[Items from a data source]
=====

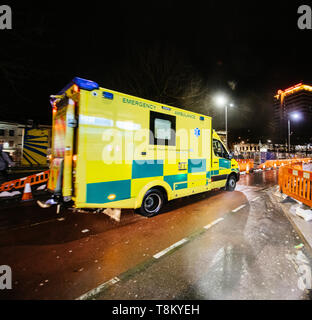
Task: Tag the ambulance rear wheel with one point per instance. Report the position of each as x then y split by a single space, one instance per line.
231 183
152 203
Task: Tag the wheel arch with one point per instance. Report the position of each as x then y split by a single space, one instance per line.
160 185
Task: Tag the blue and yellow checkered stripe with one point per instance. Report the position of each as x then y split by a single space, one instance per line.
144 171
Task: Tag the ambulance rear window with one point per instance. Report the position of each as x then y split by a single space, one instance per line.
162 129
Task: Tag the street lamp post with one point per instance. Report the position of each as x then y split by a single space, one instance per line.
295 116
222 101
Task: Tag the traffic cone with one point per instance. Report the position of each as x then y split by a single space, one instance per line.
27 195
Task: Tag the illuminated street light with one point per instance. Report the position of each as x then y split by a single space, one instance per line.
222 101
294 116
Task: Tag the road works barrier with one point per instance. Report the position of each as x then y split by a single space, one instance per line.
296 183
245 164
37 178
271 164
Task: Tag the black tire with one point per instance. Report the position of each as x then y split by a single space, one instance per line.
152 203
231 183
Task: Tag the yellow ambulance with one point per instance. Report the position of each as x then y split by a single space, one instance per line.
113 150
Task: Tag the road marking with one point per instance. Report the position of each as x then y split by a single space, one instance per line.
238 208
98 289
213 223
177 244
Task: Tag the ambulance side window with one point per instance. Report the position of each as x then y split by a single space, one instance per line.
162 129
219 150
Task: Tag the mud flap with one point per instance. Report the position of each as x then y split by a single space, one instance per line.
113 213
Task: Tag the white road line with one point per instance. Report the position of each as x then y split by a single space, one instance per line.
161 253
255 199
213 223
99 288
238 208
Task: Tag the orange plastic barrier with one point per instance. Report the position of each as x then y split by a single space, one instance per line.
245 164
285 162
20 183
296 183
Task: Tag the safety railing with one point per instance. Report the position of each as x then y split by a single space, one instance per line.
296 183
245 164
20 183
284 162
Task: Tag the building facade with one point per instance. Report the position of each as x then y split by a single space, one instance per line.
294 105
11 136
17 144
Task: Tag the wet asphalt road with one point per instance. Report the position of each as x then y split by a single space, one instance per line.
246 255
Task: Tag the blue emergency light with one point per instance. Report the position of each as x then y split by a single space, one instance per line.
108 95
85 84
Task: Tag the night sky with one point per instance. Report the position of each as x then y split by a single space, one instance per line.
179 53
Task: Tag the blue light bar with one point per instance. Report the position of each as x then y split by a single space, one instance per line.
108 95
85 84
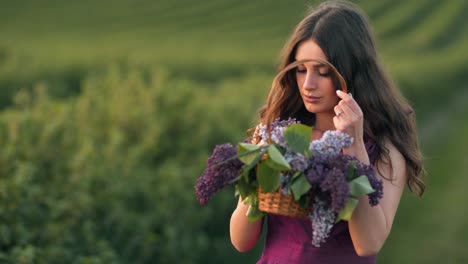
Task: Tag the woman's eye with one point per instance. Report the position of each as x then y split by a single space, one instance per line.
324 73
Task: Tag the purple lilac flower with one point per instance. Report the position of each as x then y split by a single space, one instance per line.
322 219
331 143
216 175
277 129
327 175
297 161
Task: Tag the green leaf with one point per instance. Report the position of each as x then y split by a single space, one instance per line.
297 174
352 171
242 188
300 186
360 186
276 159
347 211
247 152
267 177
298 137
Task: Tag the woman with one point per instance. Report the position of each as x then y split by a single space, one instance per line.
373 113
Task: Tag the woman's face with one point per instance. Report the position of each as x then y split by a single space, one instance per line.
314 79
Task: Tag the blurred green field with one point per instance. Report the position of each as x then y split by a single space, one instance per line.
152 86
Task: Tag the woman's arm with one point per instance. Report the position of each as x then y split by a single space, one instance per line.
370 226
244 235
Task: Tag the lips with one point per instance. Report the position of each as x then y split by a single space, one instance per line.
311 99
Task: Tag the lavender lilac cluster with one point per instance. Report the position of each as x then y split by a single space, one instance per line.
218 173
322 219
331 143
277 129
328 175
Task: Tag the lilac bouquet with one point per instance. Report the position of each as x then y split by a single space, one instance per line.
315 173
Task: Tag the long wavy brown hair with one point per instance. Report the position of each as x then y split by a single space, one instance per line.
343 32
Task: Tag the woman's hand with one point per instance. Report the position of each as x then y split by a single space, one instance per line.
350 120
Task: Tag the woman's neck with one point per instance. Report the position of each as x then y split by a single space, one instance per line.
324 122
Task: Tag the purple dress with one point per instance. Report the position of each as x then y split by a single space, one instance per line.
289 239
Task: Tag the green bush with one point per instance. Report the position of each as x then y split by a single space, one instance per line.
107 176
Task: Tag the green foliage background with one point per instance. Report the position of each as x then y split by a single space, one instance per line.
109 110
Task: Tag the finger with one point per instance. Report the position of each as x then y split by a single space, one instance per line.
349 100
347 109
338 111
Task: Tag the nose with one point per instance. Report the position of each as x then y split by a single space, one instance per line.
310 81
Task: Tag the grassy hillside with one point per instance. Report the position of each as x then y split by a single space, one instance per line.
221 52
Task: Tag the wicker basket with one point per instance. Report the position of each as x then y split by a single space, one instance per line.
281 204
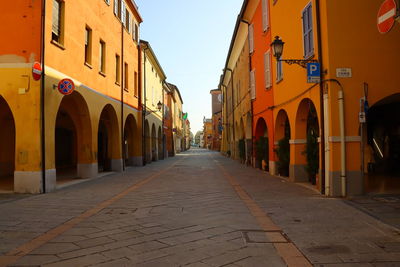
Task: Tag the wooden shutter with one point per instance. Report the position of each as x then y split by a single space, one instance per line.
136 33
265 14
116 8
56 17
251 38
267 69
253 84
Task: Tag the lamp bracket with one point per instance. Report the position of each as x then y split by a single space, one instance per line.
300 62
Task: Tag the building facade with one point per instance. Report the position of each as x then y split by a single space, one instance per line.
216 108
68 133
153 78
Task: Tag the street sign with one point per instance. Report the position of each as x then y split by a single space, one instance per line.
386 16
343 73
66 86
37 71
313 72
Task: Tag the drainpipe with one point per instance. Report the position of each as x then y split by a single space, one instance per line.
324 183
233 115
139 85
122 97
144 109
342 142
42 98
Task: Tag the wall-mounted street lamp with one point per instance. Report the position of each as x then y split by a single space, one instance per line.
277 51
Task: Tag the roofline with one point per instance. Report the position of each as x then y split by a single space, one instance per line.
147 44
235 32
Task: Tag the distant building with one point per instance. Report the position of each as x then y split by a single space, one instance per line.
208 133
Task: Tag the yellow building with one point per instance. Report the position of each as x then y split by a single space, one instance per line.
358 63
235 87
153 79
52 138
178 122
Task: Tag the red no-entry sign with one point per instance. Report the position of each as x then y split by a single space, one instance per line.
386 16
66 86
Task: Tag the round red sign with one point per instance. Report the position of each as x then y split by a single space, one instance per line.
66 86
37 71
386 15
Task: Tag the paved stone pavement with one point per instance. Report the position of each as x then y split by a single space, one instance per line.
196 209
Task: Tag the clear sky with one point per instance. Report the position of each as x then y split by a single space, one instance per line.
191 40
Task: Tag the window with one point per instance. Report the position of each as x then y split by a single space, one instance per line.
279 71
117 69
126 80
267 69
102 60
57 22
88 45
265 14
253 84
135 92
251 38
116 7
308 41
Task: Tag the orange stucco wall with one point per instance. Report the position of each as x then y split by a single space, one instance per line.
21 29
70 60
264 97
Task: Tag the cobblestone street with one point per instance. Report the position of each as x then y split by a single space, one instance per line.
196 209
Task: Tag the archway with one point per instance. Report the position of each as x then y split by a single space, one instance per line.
147 137
108 141
262 145
73 139
130 140
154 152
282 134
382 146
306 147
7 147
160 143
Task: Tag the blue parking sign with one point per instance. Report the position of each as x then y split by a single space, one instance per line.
313 72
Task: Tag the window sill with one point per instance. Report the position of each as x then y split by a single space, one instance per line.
88 65
57 44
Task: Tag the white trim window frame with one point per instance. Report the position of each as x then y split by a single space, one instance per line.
267 69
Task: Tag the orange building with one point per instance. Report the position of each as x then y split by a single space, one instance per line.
53 138
261 77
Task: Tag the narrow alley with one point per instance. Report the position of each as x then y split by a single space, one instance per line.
196 209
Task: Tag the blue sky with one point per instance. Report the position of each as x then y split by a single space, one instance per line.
191 41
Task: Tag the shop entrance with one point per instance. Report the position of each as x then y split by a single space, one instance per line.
382 147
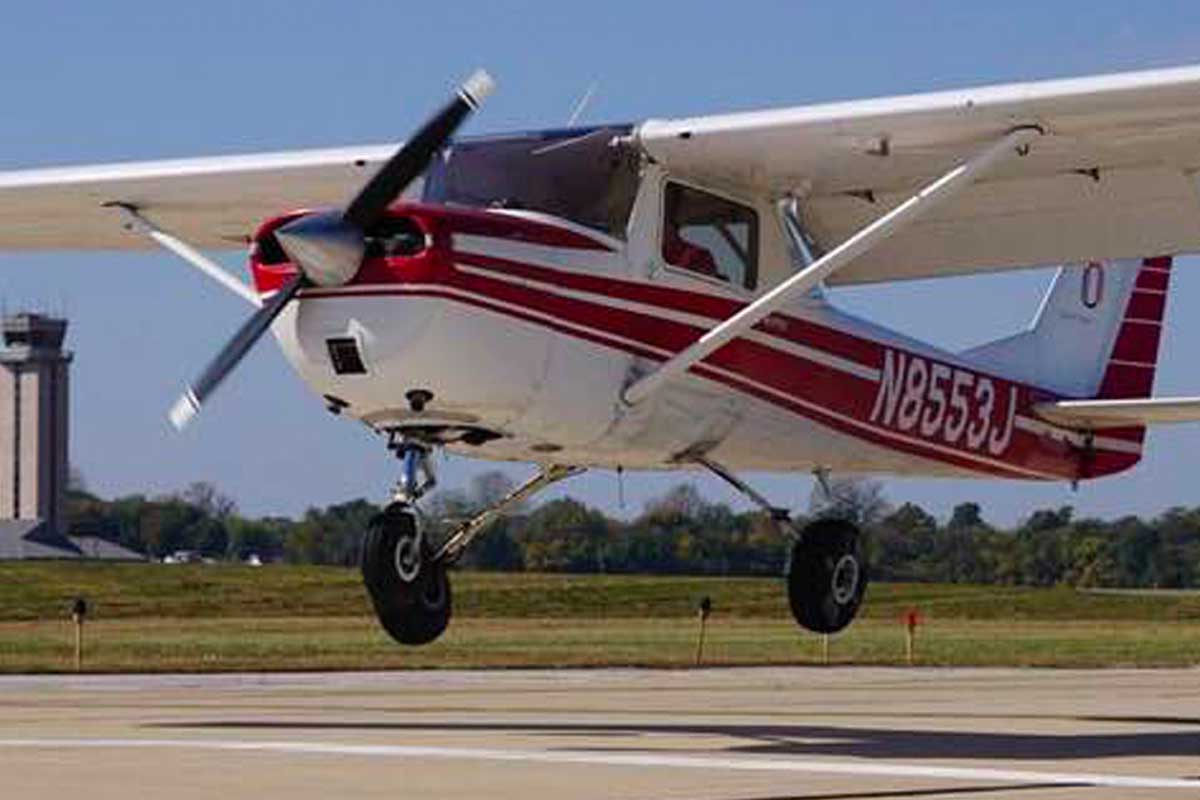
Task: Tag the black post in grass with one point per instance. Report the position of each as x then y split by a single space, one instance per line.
78 613
706 609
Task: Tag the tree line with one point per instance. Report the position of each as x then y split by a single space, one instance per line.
679 533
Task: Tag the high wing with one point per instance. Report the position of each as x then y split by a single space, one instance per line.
1115 176
215 202
1098 414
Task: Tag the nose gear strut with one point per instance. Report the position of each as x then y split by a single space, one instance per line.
406 576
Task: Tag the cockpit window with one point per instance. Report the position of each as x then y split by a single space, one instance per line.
577 174
709 235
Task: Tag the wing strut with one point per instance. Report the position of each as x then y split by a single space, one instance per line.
1015 142
139 224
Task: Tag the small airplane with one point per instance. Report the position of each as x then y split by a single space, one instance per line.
654 295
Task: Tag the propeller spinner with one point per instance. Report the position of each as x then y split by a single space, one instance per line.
328 247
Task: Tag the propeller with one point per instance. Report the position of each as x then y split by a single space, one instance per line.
328 246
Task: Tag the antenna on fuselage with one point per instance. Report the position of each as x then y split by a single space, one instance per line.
580 107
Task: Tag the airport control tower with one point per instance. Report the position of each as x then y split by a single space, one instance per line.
34 420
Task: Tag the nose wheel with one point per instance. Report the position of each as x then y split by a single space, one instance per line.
405 573
408 587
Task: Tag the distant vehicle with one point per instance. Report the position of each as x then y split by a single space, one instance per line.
651 295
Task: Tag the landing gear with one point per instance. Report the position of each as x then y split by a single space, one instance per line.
826 576
408 588
826 571
405 573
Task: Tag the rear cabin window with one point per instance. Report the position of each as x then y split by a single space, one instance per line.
711 235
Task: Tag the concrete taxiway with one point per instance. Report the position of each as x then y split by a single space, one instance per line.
751 734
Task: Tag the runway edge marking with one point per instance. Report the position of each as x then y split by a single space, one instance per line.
877 769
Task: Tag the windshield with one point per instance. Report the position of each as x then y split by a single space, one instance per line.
577 174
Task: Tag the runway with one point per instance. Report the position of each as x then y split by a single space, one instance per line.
750 734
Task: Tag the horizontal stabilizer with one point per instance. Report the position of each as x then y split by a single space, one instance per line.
1098 414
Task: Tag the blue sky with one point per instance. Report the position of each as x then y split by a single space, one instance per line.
118 80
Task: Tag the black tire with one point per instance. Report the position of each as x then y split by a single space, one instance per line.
412 611
827 576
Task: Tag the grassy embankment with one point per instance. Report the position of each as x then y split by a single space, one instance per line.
216 618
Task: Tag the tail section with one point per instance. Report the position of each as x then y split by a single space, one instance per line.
1129 372
1096 334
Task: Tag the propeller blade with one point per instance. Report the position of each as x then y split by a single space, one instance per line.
414 155
190 402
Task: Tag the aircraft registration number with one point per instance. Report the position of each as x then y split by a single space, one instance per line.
946 403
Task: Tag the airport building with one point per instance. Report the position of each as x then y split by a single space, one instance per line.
34 437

=====

= Exercise aim =
What needs duplicating is the run of lines from the one containing "Task: Tag the tail" through the last line of the entries above, exact and complete.

= Reply to the task =
Task: Tag the tail section with one point per instance. Report the position of each as x then y split by a single space, one instance per line.
1129 372
1096 334
Task: Tag the propeller blade with one point per instance. Report the position of each as x then y split by a single space, one instance per line.
414 155
190 402
Task: Tag the aircraft registration number with one point per instance. Report the position of each as x then y split by a single space, one instance per line.
946 403
Task: Tag the airport building with one point per instance. Report the position of each as x then y split by a single space, one instance per line.
34 437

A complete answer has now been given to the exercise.